[EXERCISE]
Render every line of the entries below as a JSON list of strings, one string per line. Skip blank lines and leave out the pictures.

[DATASET CONTENT]
======

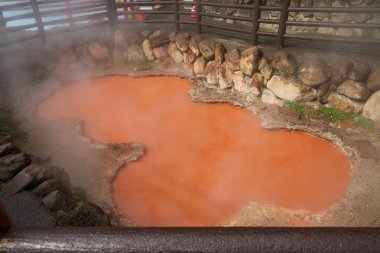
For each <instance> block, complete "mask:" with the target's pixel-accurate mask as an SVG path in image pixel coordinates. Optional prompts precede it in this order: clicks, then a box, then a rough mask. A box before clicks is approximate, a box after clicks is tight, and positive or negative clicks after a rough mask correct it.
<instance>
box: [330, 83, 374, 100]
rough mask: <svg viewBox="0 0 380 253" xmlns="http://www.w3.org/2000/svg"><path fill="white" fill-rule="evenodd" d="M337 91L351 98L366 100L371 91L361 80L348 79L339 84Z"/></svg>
mask: <svg viewBox="0 0 380 253" xmlns="http://www.w3.org/2000/svg"><path fill="white" fill-rule="evenodd" d="M337 92H338V93H339V94H341V95H345V96H347V97H349V98H353V99H356V100H365V99H367V98H368V95H369V92H368V89H367V87H366V86H365V85H364V84H363V83H360V82H356V81H353V80H350V79H347V80H346V81H344V82H343V83H341V84H340V85H339V86H338V89H337Z"/></svg>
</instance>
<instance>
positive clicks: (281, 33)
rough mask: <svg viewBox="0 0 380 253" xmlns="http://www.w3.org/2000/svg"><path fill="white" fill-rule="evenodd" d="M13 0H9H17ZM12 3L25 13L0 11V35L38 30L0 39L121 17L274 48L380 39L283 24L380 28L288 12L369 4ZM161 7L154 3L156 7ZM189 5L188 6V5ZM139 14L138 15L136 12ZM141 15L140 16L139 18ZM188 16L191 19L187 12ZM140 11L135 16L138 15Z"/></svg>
mask: <svg viewBox="0 0 380 253" xmlns="http://www.w3.org/2000/svg"><path fill="white" fill-rule="evenodd" d="M17 1H18V0H16V1H14V2H17ZM18 2H19V3H14V4H11V5H6V6H1V7H0V13H4V12H5V11H9V10H12V9H19V8H23V9H30V10H31V11H30V13H27V14H20V15H16V16H11V17H3V16H2V15H1V16H0V24H3V27H1V36H2V37H3V38H6V37H7V35H8V34H10V33H12V34H13V33H15V32H18V31H25V30H27V29H31V28H37V31H38V32H37V33H34V34H33V33H31V34H28V36H26V37H22V38H16V39H15V40H8V41H7V40H6V41H5V42H2V43H0V45H6V44H11V43H15V42H19V41H24V40H27V39H31V38H35V37H40V38H41V39H42V40H43V41H46V34H48V33H51V32H60V31H62V29H53V30H48V29H47V27H49V26H52V25H65V29H66V30H67V29H69V30H70V29H74V28H83V27H85V26H88V25H100V24H105V23H108V24H109V25H110V26H111V27H113V28H116V27H117V26H118V25H119V24H120V23H128V24H141V23H151V24H163V23H166V24H172V25H173V28H174V29H175V30H176V31H180V30H181V27H182V25H192V26H194V27H195V28H196V31H197V32H198V33H202V31H203V30H204V29H203V28H205V27H209V28H212V29H221V30H225V31H230V32H235V33H242V34H245V35H249V36H250V38H251V41H252V44H253V45H257V44H258V42H259V39H260V37H274V38H275V39H276V44H277V47H278V48H282V47H283V46H284V43H285V40H286V39H301V40H315V41H326V42H338V43H358V44H360V45H363V44H372V45H380V40H378V39H377V40H376V39H372V38H365V37H353V36H351V37H339V36H333V35H321V34H318V33H312V34H305V33H297V32H292V33H290V32H289V31H288V30H287V27H290V26H303V27H332V28H348V29H364V30H380V23H344V22H323V21H290V20H289V13H291V12H298V13H300V12H301V13H310V12H313V13H316V12H319V13H359V14H360V13H362V14H363V13H380V8H378V7H376V8H372V7H319V8H316V7H309V8H306V7H291V2H292V0H283V1H281V4H280V5H276V6H267V5H265V4H264V2H265V1H263V0H255V1H253V3H252V4H250V5H247V4H227V3H215V2H211V1H205V0H204V1H202V0H194V1H179V0H171V1H165V0H155V1H152V0H151V1H149V0H148V1H141V0H140V1H137V0H134V1H131V0H128V1H124V3H117V2H116V1H115V0H109V1H107V0H26V1H18ZM143 6H145V7H151V10H142V9H141V7H143ZM157 6H159V7H161V8H157V9H156V8H155V7H157ZM186 6H187V7H190V8H191V7H192V8H193V11H190V10H189V8H187V9H186V8H184V7H186ZM208 8H219V9H222V8H232V9H244V10H249V11H250V13H252V15H251V16H250V17H241V16H232V15H224V14H217V13H210V12H208V11H207V10H208ZM264 11H271V12H278V13H279V15H278V18H277V19H265V18H262V12H264ZM138 15H140V16H138ZM141 15H144V18H141V17H142V16H141ZM54 16H65V17H64V18H58V19H51V20H45V18H46V17H50V18H52V17H54ZM190 16H192V17H193V18H192V19H189V18H188V17H190ZM138 17H140V18H138ZM25 18H33V19H34V21H35V22H33V23H32V24H28V25H21V26H16V27H6V26H5V25H4V24H5V23H7V22H9V21H13V20H21V19H25ZM215 18H221V19H229V20H233V21H244V22H245V23H248V24H249V25H248V26H242V25H236V24H233V25H229V24H226V23H224V22H213V21H212V20H211V19H215ZM261 24H273V25H275V26H276V27H277V31H273V30H265V29H261V27H260V25H261Z"/></svg>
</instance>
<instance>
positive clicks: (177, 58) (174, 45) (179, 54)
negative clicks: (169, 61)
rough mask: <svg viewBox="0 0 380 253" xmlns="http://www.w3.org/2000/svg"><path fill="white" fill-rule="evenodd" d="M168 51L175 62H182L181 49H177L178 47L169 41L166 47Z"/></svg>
mask: <svg viewBox="0 0 380 253" xmlns="http://www.w3.org/2000/svg"><path fill="white" fill-rule="evenodd" d="M168 53H169V55H170V56H171V57H172V58H173V60H174V61H175V62H176V63H181V62H183V55H182V53H181V51H179V50H178V48H177V46H176V45H175V43H174V42H170V44H169V48H168Z"/></svg>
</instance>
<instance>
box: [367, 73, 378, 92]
mask: <svg viewBox="0 0 380 253" xmlns="http://www.w3.org/2000/svg"><path fill="white" fill-rule="evenodd" d="M367 87H368V89H369V90H370V91H377V90H380V69H377V70H375V71H374V72H372V73H371V75H370V76H369V77H368V81H367Z"/></svg>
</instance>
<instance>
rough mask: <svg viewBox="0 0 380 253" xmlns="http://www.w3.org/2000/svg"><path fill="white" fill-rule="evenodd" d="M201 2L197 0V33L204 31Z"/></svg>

======

[EXERCISE SOLUTION]
[
  "For each <instance> block, complete \"mask:\" with the target's pixel-accurate mask as an SVG path in image pixel coordinates. Optional prompts precede it in this order: clicks, then a box, then a rough mask. A box before clicks is approximate, a box after clicks is tight, and positive or negative clicks after a rough mask correct it.",
  "<instance>",
  "box: [330, 83, 374, 100]",
  "rough mask: <svg viewBox=\"0 0 380 253\" xmlns=\"http://www.w3.org/2000/svg\"><path fill=\"white\" fill-rule=\"evenodd\" d=\"M337 91L351 98L366 100L371 91L361 80L348 79L339 84Z\"/></svg>",
  "mask: <svg viewBox=\"0 0 380 253\" xmlns=\"http://www.w3.org/2000/svg\"><path fill=\"white\" fill-rule=\"evenodd\" d=\"M337 92H338V93H339V94H341V95H345V96H347V97H349V98H353V99H356V100H365V99H367V98H368V95H369V92H368V89H367V87H366V86H365V85H364V84H363V83H360V82H356V81H353V80H350V79H347V80H346V81H344V82H343V83H341V84H340V85H339V86H338V89H337Z\"/></svg>",
  "</instance>",
  "<instance>",
  "positive clicks: (281, 33)",
  "rough mask: <svg viewBox=\"0 0 380 253\" xmlns=\"http://www.w3.org/2000/svg\"><path fill=\"white\" fill-rule=\"evenodd\" d=\"M13 0H9H17ZM12 3L25 13L0 11V35L38 30L0 39L121 17L274 48L380 39L283 24L380 28L288 12L369 4ZM161 7L154 3L156 7ZM189 5L188 6V5ZM139 14L138 15L136 12ZM141 15L140 16L139 18ZM188 16L191 19L187 12ZM140 11L135 16L138 15Z\"/></svg>",
  "mask: <svg viewBox=\"0 0 380 253\" xmlns=\"http://www.w3.org/2000/svg\"><path fill=\"white\" fill-rule=\"evenodd\" d=\"M17 1H18V0H16V1H14V2H17ZM18 2H19V3H14V4H11V5H6V6H1V7H0V13H4V12H5V11H9V10H12V9H19V8H23V9H30V10H31V11H30V13H27V14H20V15H16V16H11V17H3V16H2V15H1V16H0V24H3V27H1V36H2V37H3V38H6V37H7V35H8V34H10V33H12V34H13V33H15V32H18V31H25V30H27V29H31V28H37V31H38V32H37V33H34V34H33V33H31V34H28V36H26V37H22V38H16V39H15V40H8V41H7V40H6V41H5V42H2V43H0V45H6V44H11V43H15V42H19V41H24V40H27V39H31V38H35V37H40V38H41V39H42V40H43V41H46V34H48V33H51V32H60V31H62V29H53V30H48V29H47V27H49V26H52V25H65V29H66V30H67V29H69V30H70V29H74V28H83V27H85V26H88V25H100V24H105V23H108V24H109V25H110V26H111V27H113V28H116V27H117V26H118V25H119V24H120V23H128V24H141V23H151V24H163V23H166V24H172V25H173V28H174V29H175V30H176V31H180V30H181V27H182V25H192V26H194V27H195V28H196V31H197V32H198V33H202V31H203V30H204V29H203V28H205V27H209V28H212V29H221V30H225V31H230V32H235V33H242V34H245V35H249V36H250V38H251V41H252V44H253V45H257V44H258V42H259V39H260V37H274V38H275V39H276V44H277V47H278V48H282V47H283V46H284V43H285V40H286V39H301V40H315V41H326V42H338V43H358V44H360V45H363V44H372V45H380V40H378V39H377V40H376V39H372V38H365V37H353V36H351V37H339V36H333V35H321V34H318V33H312V34H305V33H297V32H292V33H290V32H289V31H288V30H287V27H290V26H303V27H332V28H348V29H364V30H380V23H344V22H323V21H290V20H289V13H291V12H298V13H300V12H301V13H310V12H313V13H316V12H319V13H359V14H360V13H362V14H363V13H380V8H378V7H376V8H372V7H319V8H316V7H309V8H306V7H291V2H292V0H283V1H281V4H280V5H276V6H267V5H265V4H264V2H265V1H263V0H255V1H253V3H252V4H250V5H247V4H227V3H215V2H211V1H205V0H204V1H202V0H194V1H179V0H171V1H165V0H155V1H152V0H151V1H149V0H148V1H141V0H140V1H137V0H134V1H131V0H128V1H124V3H117V2H116V1H115V0H109V1H107V0H26V1H18ZM143 6H145V7H151V10H142V9H141V7H143ZM157 6H159V7H161V8H157V9H156V8H155V7H157ZM186 6H187V7H190V8H191V7H192V8H193V11H190V10H189V8H187V9H186V8H184V7H186ZM208 8H219V9H222V8H232V9H244V10H249V11H250V13H252V15H251V16H250V17H241V16H232V15H224V14H217V13H210V12H208V11H207V10H208ZM264 11H271V12H278V13H279V15H278V18H277V19H265V18H262V12H264ZM138 15H140V16H138ZM141 15H144V18H141V17H142V16H141ZM54 16H65V17H64V18H58V19H51V20H45V18H46V17H50V18H52V17H54ZM190 16H192V17H193V18H192V19H189V18H188V17H190ZM138 17H140V18H138ZM25 18H33V19H34V21H35V22H33V23H32V24H28V25H21V26H16V27H6V26H5V25H4V24H5V23H7V22H9V21H13V20H21V19H25ZM215 18H221V19H229V20H233V21H244V22H245V23H248V24H249V25H248V26H242V25H236V24H233V25H229V24H226V23H224V22H213V21H212V20H211V19H215ZM261 24H273V25H275V26H276V27H277V31H273V30H265V29H261V27H260V25H261Z\"/></svg>",
  "</instance>",
  "<instance>",
  "positive clicks: (177, 58) (174, 45) (179, 54)",
  "negative clicks: (169, 61)",
  "rough mask: <svg viewBox=\"0 0 380 253\" xmlns=\"http://www.w3.org/2000/svg\"><path fill=\"white\" fill-rule=\"evenodd\" d=\"M168 51L175 62H182L181 49H177L178 47L169 41L166 47Z\"/></svg>",
  "mask: <svg viewBox=\"0 0 380 253\" xmlns=\"http://www.w3.org/2000/svg\"><path fill=\"white\" fill-rule=\"evenodd\" d=\"M168 53H169V55H170V56H171V57H172V58H173V60H174V61H175V62H176V63H181V62H183V55H182V53H181V51H179V50H178V48H177V46H176V45H175V43H174V42H170V44H169V48H168Z\"/></svg>",
  "</instance>",
  "<instance>",
  "box: [367, 73, 378, 92]",
  "mask: <svg viewBox=\"0 0 380 253\" xmlns=\"http://www.w3.org/2000/svg\"><path fill=\"white\" fill-rule=\"evenodd\" d=\"M367 87H368V89H369V90H370V91H377V90H380V69H377V70H375V71H374V72H372V73H371V75H370V76H369V77H368V81H367Z\"/></svg>",
  "</instance>",
  "<instance>",
  "rough mask: <svg viewBox=\"0 0 380 253\" xmlns=\"http://www.w3.org/2000/svg\"><path fill=\"white\" fill-rule=\"evenodd\" d=\"M201 2L197 0V33L204 31Z\"/></svg>"
]